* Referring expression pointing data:

++++

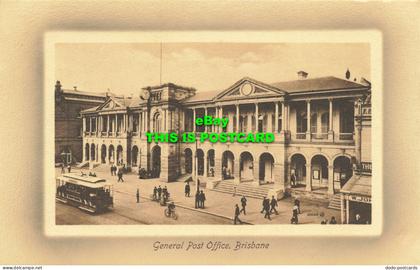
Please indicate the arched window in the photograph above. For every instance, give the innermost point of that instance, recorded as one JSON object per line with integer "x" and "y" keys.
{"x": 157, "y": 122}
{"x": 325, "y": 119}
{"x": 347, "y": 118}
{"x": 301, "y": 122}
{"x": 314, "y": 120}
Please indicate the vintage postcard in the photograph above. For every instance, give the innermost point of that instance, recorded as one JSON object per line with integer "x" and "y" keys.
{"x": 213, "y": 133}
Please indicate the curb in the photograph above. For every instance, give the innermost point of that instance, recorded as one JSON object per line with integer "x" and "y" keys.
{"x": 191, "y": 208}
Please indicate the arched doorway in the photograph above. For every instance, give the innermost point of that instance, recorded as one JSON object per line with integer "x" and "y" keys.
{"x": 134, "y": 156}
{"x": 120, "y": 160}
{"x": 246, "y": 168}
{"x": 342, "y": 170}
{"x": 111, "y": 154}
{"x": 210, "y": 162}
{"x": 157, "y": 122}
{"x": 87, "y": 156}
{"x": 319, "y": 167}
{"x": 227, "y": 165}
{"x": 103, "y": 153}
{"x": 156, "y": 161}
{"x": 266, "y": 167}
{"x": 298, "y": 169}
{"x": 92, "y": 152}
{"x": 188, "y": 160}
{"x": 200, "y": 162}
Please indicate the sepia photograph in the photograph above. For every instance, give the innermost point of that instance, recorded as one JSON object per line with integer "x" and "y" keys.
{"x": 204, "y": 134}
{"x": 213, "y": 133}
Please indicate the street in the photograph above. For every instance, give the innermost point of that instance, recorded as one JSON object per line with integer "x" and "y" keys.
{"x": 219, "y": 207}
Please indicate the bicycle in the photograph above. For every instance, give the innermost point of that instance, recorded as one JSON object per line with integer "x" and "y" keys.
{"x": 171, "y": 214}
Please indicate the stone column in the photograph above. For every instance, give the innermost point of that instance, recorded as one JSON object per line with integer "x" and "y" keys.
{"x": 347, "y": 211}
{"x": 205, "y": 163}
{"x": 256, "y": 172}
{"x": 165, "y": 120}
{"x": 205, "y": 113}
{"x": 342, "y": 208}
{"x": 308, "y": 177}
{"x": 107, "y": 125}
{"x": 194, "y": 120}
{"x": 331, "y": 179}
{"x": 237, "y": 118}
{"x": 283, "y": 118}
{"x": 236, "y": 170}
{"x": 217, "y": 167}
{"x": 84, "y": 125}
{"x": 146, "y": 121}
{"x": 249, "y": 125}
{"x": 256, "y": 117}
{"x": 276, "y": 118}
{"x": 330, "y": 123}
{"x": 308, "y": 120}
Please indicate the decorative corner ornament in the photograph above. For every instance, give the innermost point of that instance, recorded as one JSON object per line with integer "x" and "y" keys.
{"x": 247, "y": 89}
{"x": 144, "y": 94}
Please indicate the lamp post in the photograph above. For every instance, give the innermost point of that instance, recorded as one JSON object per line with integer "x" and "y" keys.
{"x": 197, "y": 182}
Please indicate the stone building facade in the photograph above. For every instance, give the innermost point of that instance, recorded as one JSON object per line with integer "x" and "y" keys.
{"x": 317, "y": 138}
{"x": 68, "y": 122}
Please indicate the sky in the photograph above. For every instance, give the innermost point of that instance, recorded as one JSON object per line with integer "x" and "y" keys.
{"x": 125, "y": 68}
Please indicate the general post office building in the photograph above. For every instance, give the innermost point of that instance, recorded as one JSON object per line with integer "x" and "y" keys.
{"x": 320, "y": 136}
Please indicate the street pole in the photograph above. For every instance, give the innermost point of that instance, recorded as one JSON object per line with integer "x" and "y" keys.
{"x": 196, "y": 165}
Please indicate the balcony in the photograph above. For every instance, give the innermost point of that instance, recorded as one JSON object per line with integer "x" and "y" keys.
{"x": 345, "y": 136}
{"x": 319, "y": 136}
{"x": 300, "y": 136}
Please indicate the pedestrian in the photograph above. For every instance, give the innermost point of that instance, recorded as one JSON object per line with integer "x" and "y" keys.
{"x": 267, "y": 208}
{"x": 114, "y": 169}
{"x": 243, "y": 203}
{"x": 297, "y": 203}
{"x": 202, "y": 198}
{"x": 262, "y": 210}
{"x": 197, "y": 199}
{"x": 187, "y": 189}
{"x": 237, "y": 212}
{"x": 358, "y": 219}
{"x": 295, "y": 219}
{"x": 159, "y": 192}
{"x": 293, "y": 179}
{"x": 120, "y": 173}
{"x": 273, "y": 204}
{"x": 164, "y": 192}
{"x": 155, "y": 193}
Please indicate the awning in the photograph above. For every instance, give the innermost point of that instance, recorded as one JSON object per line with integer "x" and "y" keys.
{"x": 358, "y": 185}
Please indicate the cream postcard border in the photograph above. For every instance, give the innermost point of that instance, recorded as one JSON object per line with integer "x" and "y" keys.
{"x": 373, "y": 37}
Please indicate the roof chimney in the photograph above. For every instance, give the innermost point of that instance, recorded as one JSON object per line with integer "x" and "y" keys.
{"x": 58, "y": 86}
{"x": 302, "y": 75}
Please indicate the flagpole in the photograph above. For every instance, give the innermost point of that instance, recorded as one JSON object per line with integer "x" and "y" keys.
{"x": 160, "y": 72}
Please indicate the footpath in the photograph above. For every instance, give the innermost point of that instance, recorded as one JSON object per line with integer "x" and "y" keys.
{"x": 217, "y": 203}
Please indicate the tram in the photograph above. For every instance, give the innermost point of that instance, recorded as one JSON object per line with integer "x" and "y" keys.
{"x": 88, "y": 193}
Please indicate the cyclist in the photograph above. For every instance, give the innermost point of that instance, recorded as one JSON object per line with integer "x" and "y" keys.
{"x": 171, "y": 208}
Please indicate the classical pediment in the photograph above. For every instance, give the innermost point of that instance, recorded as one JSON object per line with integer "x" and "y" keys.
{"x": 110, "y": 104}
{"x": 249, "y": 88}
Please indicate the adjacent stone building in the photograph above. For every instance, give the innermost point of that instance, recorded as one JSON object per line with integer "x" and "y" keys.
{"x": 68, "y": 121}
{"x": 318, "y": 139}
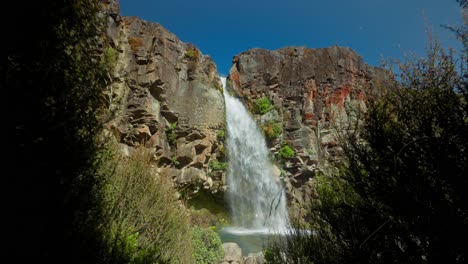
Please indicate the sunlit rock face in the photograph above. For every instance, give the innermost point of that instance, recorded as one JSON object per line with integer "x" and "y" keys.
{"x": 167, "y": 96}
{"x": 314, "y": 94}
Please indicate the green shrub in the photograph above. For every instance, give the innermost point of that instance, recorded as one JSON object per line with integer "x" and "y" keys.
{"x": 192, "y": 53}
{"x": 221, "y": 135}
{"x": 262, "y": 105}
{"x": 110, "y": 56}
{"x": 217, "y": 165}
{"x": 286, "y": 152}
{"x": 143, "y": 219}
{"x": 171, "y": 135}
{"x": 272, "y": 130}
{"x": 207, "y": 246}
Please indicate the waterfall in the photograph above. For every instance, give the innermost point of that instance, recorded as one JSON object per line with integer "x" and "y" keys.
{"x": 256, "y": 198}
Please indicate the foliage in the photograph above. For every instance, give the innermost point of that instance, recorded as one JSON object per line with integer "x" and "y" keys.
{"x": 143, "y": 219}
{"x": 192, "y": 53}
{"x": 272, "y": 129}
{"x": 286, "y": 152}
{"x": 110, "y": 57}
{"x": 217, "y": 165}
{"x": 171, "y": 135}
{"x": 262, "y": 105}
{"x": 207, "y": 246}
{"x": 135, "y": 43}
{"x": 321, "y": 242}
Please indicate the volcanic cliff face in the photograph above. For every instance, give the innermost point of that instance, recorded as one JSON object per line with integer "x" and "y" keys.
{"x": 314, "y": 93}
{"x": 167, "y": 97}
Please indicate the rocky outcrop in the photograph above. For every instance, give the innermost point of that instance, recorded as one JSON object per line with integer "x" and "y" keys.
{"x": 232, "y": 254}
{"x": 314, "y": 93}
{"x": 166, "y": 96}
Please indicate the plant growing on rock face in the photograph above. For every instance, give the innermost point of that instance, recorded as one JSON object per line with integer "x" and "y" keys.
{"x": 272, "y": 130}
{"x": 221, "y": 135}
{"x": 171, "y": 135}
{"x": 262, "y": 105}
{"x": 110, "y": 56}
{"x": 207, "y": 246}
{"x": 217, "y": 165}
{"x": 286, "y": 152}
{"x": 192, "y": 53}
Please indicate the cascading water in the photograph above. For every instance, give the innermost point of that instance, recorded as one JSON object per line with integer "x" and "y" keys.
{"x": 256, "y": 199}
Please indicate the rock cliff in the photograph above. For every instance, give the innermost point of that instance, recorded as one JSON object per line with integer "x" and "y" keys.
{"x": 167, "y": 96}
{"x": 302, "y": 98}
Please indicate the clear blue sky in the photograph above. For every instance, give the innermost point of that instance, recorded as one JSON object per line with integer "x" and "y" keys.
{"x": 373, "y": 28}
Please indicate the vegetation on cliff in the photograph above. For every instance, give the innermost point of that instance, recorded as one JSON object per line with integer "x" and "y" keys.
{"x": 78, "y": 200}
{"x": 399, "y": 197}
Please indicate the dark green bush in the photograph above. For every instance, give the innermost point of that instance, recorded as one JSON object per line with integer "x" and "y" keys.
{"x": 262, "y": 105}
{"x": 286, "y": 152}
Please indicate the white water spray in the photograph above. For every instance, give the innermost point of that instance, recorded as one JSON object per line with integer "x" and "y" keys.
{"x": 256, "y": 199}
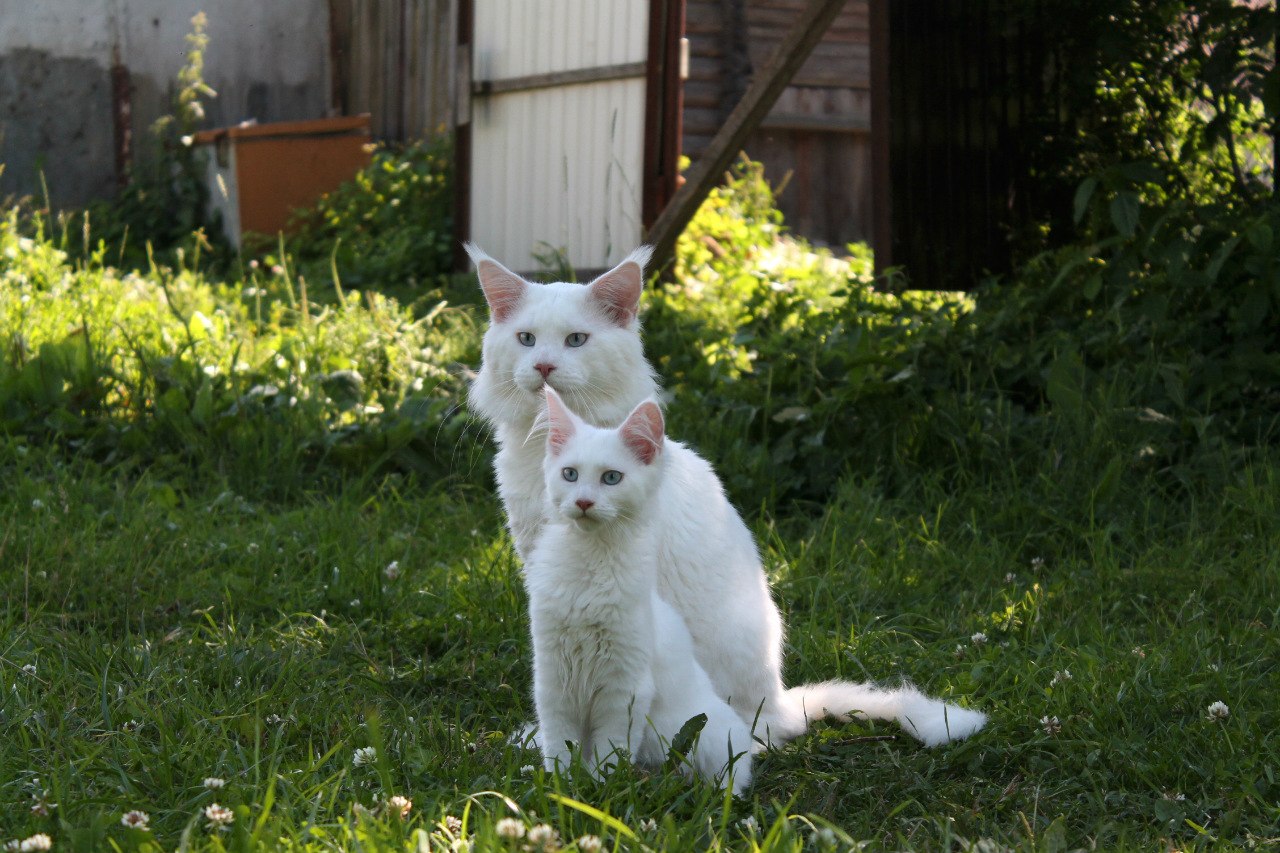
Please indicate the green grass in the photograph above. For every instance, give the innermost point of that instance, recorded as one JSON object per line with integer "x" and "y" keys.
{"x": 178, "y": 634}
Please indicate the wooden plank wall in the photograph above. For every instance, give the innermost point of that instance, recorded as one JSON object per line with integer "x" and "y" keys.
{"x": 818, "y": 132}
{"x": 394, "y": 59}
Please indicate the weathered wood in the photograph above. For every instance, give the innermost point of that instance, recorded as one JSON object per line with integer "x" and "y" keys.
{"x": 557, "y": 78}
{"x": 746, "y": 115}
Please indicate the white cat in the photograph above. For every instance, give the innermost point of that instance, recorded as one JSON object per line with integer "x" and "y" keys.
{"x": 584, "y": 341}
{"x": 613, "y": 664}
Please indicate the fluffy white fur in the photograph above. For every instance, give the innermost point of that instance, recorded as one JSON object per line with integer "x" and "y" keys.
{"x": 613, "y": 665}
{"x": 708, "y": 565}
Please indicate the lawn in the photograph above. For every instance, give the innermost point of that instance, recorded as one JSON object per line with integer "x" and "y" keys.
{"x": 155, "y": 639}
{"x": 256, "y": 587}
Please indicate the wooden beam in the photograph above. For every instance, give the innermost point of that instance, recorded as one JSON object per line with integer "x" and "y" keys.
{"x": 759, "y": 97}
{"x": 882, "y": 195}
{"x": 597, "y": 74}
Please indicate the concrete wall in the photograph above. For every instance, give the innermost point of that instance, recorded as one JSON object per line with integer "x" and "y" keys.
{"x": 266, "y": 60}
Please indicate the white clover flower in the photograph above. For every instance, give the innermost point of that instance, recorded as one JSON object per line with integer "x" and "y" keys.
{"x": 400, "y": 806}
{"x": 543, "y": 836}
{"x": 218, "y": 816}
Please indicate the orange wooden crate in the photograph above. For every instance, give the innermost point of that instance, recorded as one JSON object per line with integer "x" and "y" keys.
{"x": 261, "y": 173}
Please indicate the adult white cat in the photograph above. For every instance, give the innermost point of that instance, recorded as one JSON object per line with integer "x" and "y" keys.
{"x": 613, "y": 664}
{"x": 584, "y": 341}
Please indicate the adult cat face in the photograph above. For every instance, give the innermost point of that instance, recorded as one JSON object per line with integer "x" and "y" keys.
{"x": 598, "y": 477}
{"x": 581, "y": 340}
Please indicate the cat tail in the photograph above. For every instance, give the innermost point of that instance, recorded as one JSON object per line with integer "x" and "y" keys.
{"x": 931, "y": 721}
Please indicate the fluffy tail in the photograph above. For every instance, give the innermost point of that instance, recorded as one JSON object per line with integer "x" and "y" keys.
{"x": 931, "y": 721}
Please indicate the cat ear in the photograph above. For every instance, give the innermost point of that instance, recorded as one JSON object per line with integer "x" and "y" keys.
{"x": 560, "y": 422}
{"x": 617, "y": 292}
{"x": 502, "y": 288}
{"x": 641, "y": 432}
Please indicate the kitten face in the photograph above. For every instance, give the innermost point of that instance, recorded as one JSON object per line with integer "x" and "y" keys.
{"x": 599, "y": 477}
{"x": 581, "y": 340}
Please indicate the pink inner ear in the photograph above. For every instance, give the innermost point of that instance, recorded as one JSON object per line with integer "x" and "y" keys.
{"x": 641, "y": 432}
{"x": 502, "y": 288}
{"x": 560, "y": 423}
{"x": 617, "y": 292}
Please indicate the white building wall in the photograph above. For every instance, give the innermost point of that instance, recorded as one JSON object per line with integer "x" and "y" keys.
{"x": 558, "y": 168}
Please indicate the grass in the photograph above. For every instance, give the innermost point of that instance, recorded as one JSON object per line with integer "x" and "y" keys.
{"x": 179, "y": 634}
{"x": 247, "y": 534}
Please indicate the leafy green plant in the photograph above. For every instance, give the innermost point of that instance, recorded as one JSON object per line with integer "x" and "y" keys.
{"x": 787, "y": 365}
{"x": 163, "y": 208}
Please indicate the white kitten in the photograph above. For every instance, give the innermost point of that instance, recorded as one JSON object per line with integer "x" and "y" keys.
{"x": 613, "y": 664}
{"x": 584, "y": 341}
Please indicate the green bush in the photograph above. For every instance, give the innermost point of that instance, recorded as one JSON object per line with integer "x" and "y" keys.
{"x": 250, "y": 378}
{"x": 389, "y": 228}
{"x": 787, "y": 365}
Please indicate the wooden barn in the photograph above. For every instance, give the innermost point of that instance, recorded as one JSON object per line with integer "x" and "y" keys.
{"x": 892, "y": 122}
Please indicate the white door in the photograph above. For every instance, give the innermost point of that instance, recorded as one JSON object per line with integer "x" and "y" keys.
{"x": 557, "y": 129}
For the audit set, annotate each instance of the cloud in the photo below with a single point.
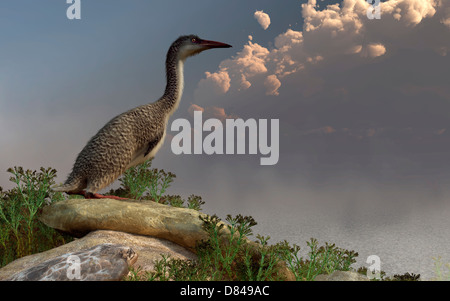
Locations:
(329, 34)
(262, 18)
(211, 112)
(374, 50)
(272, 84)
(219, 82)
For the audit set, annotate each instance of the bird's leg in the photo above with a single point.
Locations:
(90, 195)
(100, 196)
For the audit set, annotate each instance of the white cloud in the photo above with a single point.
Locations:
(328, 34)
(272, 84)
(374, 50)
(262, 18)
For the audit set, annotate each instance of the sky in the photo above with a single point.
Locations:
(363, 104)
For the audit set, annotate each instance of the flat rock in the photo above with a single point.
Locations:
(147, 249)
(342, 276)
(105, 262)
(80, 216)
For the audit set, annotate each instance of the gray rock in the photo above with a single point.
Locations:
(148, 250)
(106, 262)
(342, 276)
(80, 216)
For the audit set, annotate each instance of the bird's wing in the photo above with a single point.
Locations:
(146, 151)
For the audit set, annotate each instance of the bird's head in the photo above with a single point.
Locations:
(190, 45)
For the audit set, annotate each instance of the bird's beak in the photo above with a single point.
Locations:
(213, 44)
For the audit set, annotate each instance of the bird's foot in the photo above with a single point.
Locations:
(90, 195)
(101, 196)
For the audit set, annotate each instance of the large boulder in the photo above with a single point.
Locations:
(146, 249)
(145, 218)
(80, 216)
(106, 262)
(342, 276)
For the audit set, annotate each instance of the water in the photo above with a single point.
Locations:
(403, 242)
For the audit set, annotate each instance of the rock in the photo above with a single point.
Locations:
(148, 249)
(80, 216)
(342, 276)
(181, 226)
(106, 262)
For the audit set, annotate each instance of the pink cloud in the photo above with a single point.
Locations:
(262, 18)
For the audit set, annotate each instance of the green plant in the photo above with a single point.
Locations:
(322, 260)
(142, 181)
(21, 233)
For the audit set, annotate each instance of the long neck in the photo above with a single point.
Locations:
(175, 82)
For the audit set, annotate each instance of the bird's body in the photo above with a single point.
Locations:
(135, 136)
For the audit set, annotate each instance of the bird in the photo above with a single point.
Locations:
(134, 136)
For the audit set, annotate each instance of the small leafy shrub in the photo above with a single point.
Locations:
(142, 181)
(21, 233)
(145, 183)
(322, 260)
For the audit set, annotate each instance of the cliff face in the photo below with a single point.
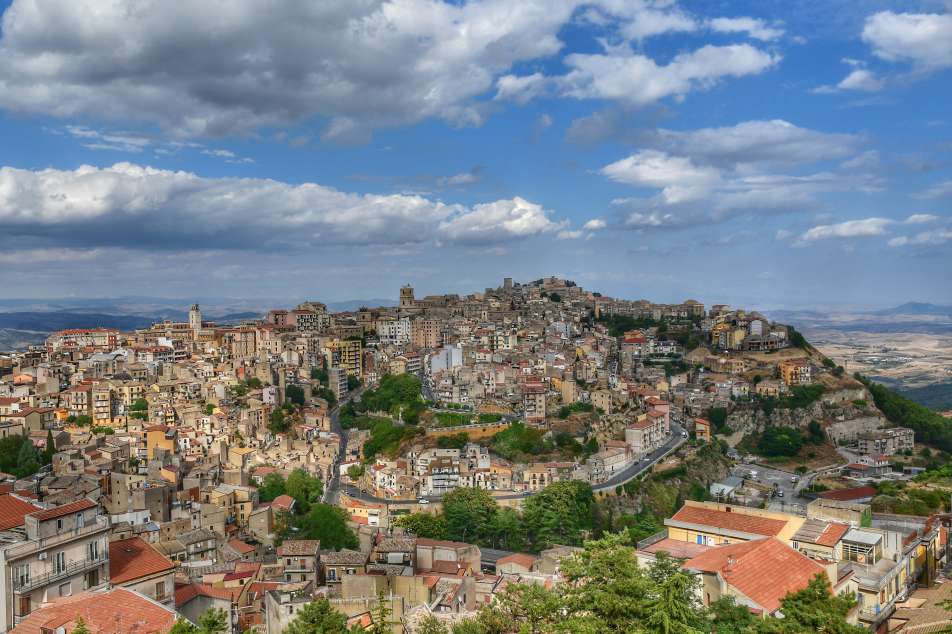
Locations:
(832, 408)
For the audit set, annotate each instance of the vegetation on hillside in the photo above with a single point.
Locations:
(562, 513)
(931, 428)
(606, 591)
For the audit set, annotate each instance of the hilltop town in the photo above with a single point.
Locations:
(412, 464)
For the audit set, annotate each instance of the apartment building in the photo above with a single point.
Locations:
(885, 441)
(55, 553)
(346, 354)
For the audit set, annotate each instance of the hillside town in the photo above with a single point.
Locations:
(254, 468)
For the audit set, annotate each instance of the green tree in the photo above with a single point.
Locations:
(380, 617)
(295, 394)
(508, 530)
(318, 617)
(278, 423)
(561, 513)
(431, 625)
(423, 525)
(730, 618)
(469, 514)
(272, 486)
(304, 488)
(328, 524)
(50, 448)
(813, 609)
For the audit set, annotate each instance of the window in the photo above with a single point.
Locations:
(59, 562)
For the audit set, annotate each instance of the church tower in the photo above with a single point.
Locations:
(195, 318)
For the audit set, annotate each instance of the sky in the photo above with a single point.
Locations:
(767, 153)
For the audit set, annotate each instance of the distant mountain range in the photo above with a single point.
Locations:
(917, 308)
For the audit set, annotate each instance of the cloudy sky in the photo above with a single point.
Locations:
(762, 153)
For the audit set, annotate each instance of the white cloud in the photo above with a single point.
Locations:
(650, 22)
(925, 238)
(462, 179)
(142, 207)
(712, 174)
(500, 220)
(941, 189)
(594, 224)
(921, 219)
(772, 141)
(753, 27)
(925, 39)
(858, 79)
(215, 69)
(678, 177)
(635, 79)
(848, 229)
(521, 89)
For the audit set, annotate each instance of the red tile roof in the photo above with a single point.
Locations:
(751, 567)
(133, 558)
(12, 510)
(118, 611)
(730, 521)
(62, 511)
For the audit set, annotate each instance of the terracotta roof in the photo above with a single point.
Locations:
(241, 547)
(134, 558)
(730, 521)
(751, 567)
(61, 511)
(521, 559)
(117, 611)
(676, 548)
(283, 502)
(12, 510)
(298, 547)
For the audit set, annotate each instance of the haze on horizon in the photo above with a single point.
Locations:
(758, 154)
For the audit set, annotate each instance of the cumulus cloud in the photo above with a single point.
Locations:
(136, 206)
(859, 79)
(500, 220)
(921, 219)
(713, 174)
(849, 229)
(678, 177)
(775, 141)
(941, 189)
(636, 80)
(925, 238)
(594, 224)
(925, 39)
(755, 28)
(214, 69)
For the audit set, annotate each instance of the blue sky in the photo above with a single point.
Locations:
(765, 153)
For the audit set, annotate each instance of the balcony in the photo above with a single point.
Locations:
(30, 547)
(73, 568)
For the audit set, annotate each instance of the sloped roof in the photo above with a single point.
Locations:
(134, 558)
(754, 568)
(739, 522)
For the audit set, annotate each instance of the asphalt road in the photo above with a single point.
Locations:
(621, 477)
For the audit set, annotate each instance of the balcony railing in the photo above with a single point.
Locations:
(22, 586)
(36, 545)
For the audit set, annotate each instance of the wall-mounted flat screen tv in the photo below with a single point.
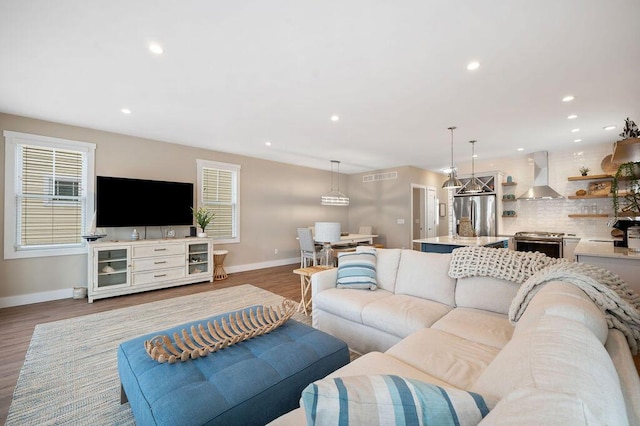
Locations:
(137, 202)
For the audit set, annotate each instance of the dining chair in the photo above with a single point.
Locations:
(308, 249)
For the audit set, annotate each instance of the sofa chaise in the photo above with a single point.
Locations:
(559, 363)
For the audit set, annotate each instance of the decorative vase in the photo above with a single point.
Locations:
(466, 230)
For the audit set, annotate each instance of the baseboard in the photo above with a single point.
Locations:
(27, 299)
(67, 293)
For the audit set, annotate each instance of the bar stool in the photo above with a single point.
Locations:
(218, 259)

++++

* What you need to do:
Give exactly, and nothing besides, the lines from the one in which "For the audit set, annotate each instance of the bar" occurs through the end of the records.

* Problem solution:
For the audit set, annotate each instance of the bar stool in the photo above with a single point.
Locations:
(218, 259)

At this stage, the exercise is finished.